= Exercise goal =
Render every line of the material below as a JSON list of strings, one string per line, with blank lines omitted.

= Stored records =
----------------

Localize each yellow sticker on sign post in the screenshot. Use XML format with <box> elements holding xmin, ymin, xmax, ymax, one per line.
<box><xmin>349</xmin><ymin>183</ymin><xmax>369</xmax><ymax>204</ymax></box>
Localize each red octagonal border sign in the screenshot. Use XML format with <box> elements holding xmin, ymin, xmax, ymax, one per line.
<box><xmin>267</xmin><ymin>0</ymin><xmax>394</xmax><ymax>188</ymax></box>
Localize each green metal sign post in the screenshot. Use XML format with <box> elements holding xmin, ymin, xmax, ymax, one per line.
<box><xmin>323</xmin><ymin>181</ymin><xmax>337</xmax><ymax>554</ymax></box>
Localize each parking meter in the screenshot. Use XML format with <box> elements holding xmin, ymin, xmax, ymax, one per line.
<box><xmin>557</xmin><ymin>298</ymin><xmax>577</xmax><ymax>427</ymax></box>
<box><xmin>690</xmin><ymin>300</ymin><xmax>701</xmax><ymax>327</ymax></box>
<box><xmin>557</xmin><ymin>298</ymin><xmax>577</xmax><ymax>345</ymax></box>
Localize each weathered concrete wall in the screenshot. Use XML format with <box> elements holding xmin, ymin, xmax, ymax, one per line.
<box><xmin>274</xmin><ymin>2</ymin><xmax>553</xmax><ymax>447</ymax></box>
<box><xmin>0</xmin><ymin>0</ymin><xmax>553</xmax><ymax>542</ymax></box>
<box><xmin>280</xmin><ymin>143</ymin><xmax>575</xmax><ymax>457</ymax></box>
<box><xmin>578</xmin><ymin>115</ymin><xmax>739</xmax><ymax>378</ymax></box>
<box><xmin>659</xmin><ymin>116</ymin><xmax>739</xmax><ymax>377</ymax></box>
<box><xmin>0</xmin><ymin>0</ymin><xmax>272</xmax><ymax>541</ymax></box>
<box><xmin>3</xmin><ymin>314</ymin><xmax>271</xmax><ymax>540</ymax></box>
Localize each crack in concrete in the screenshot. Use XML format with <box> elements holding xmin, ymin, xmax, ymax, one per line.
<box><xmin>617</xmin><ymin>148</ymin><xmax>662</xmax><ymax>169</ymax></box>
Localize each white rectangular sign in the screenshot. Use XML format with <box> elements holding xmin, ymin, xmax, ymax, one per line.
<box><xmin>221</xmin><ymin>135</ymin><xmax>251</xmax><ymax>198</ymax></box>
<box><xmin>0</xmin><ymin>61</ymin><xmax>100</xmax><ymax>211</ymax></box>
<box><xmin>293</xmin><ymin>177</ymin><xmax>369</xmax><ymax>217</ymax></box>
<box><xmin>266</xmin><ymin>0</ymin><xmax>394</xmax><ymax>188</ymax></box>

----------------

= Output for this task =
[
  "Localize each yellow sticker on sign post in the screenshot. Use XML format with <box> elements holding xmin, ymin, xmax, ymax, one per line.",
  "<box><xmin>349</xmin><ymin>183</ymin><xmax>369</xmax><ymax>204</ymax></box>",
  "Localize each red octagonal border sign in the screenshot. Use XML format with <box> elements holding xmin, ymin, xmax, ymax, one per line.",
  "<box><xmin>267</xmin><ymin>0</ymin><xmax>394</xmax><ymax>188</ymax></box>",
  "Localize each green metal sign post in the screenshot. Use XML format with <box> elements holding xmin, ymin, xmax, ymax, one per line.",
  "<box><xmin>323</xmin><ymin>181</ymin><xmax>337</xmax><ymax>554</ymax></box>",
  "Localize each parking meter in the screenshot. Use XML format with <box> elements holding xmin, ymin, xmax, ymax, one per line.",
  "<box><xmin>557</xmin><ymin>298</ymin><xmax>577</xmax><ymax>427</ymax></box>",
  "<box><xmin>690</xmin><ymin>300</ymin><xmax>701</xmax><ymax>327</ymax></box>",
  "<box><xmin>557</xmin><ymin>298</ymin><xmax>577</xmax><ymax>345</ymax></box>",
  "Localize each weathered concrete wall in the screenshot. Use XML format with <box> elements holding xmin, ymin, xmax, ymax, one per line.",
  "<box><xmin>274</xmin><ymin>2</ymin><xmax>553</xmax><ymax>447</ymax></box>",
  "<box><xmin>0</xmin><ymin>0</ymin><xmax>553</xmax><ymax>542</ymax></box>",
  "<box><xmin>280</xmin><ymin>143</ymin><xmax>575</xmax><ymax>457</ymax></box>",
  "<box><xmin>578</xmin><ymin>115</ymin><xmax>739</xmax><ymax>378</ymax></box>",
  "<box><xmin>659</xmin><ymin>116</ymin><xmax>739</xmax><ymax>377</ymax></box>",
  "<box><xmin>0</xmin><ymin>0</ymin><xmax>272</xmax><ymax>541</ymax></box>",
  "<box><xmin>3</xmin><ymin>314</ymin><xmax>271</xmax><ymax>540</ymax></box>",
  "Localize each crack in concrete in the screenshot. Use XML format with <box> elements holding xmin, ymin, xmax, ymax, one per line.",
  "<box><xmin>617</xmin><ymin>148</ymin><xmax>662</xmax><ymax>169</ymax></box>",
  "Localize each white rectangular sign in the screenshot. Use XML format with <box> elements holding xmin, ymin, xmax, ymax, one per line.",
  "<box><xmin>221</xmin><ymin>135</ymin><xmax>251</xmax><ymax>198</ymax></box>",
  "<box><xmin>0</xmin><ymin>61</ymin><xmax>100</xmax><ymax>211</ymax></box>",
  "<box><xmin>293</xmin><ymin>177</ymin><xmax>369</xmax><ymax>217</ymax></box>",
  "<box><xmin>266</xmin><ymin>0</ymin><xmax>394</xmax><ymax>188</ymax></box>"
]